[Work to complete]: Would you retype the lines from the one that holds "Task: point out each instance of the red" to the final line of the entries below, both ends included and exactly as written, but without pictures?

Natural-language object grounding data
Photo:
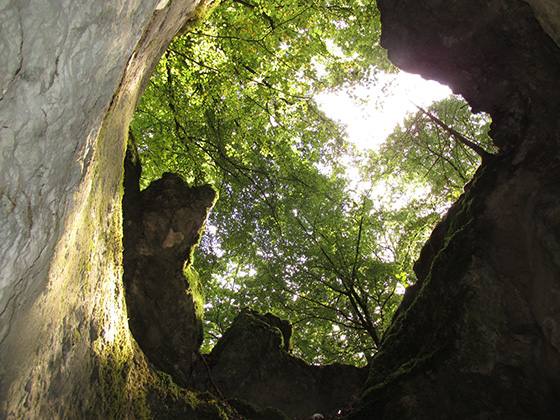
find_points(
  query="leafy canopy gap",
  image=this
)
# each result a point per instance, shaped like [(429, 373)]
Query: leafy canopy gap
[(307, 226)]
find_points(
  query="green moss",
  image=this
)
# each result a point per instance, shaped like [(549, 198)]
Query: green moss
[(254, 412), (423, 336)]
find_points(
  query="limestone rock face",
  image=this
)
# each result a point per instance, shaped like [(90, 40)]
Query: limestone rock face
[(251, 361), (477, 337), (162, 225)]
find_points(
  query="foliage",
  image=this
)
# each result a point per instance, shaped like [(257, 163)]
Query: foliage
[(295, 232)]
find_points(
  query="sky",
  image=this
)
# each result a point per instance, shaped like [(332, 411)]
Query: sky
[(389, 101)]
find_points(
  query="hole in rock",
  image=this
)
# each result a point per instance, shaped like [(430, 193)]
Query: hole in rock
[(268, 181)]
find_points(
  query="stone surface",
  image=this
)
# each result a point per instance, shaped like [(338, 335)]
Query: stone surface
[(71, 75), (162, 225), (251, 361), (477, 337)]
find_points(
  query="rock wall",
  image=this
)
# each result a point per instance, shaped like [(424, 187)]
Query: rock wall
[(162, 226), (71, 76), (478, 336), (252, 362)]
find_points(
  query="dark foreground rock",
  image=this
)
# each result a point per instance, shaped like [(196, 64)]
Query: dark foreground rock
[(162, 225), (479, 335), (252, 361)]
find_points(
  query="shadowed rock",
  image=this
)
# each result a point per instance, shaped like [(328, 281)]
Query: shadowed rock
[(162, 225)]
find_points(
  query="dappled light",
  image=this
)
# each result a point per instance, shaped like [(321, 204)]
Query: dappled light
[(308, 226)]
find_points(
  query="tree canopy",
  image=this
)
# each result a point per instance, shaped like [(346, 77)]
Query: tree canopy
[(306, 226)]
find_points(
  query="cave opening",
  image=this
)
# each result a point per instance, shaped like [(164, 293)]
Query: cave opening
[(317, 237)]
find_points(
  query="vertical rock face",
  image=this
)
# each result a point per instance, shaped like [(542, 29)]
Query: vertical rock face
[(71, 74), (478, 337), (162, 225), (252, 361)]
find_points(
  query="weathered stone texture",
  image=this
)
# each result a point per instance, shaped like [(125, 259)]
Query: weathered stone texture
[(252, 361), (162, 226), (477, 337), (71, 75)]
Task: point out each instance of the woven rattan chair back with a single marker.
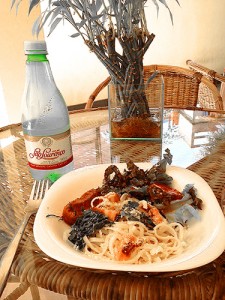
(183, 89)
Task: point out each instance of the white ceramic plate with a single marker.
(206, 238)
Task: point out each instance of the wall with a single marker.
(198, 34)
(14, 29)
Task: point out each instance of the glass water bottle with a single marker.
(45, 118)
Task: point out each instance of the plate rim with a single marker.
(194, 262)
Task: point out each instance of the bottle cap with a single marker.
(35, 47)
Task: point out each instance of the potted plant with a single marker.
(116, 31)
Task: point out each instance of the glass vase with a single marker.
(136, 112)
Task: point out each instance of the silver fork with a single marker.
(37, 194)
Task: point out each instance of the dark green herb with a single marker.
(86, 225)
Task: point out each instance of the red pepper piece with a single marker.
(160, 191)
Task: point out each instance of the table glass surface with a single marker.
(193, 143)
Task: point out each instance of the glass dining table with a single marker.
(35, 275)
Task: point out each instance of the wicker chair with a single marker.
(182, 89)
(210, 74)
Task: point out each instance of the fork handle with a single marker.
(7, 259)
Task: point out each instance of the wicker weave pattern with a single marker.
(184, 89)
(33, 267)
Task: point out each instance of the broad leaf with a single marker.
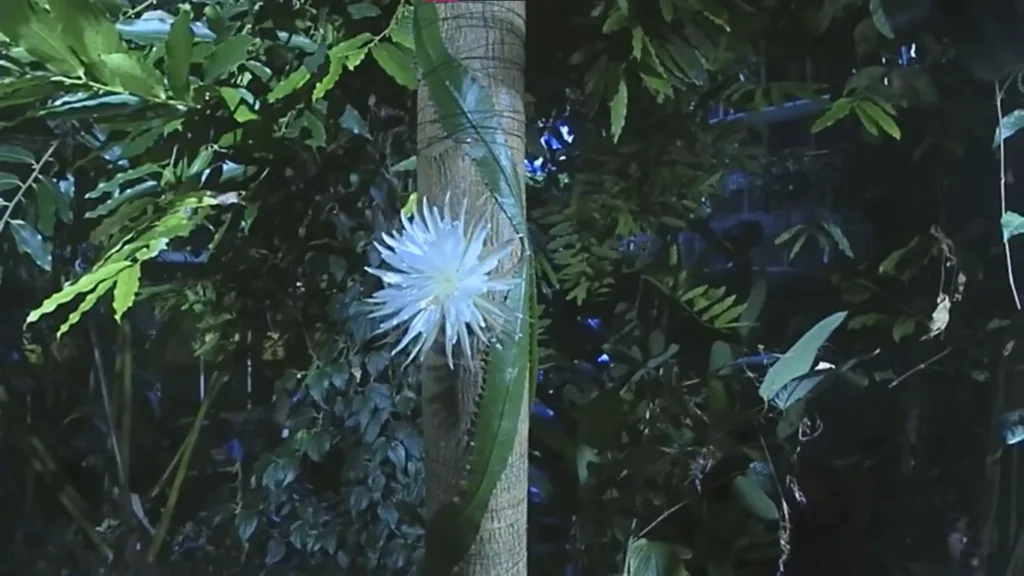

[Your solution]:
Task: point out each instance of the red pepper piece with a single marker.
(160, 191)
Task: point out each instance of the table glass surface with a single marker.
(193, 143)
Task: point out each instance of the glass dining table with a single marker.
(35, 275)
Task: point out each instance of the wicker chair with a single marker.
(182, 89)
(210, 74)
Task: point out each instance of the fork handle with a single marker.
(7, 259)
Task: point out each instance of the wicker weave pattern with a single marker.
(184, 89)
(33, 267)
Task: point out each instance of the broad leaf with a single marker.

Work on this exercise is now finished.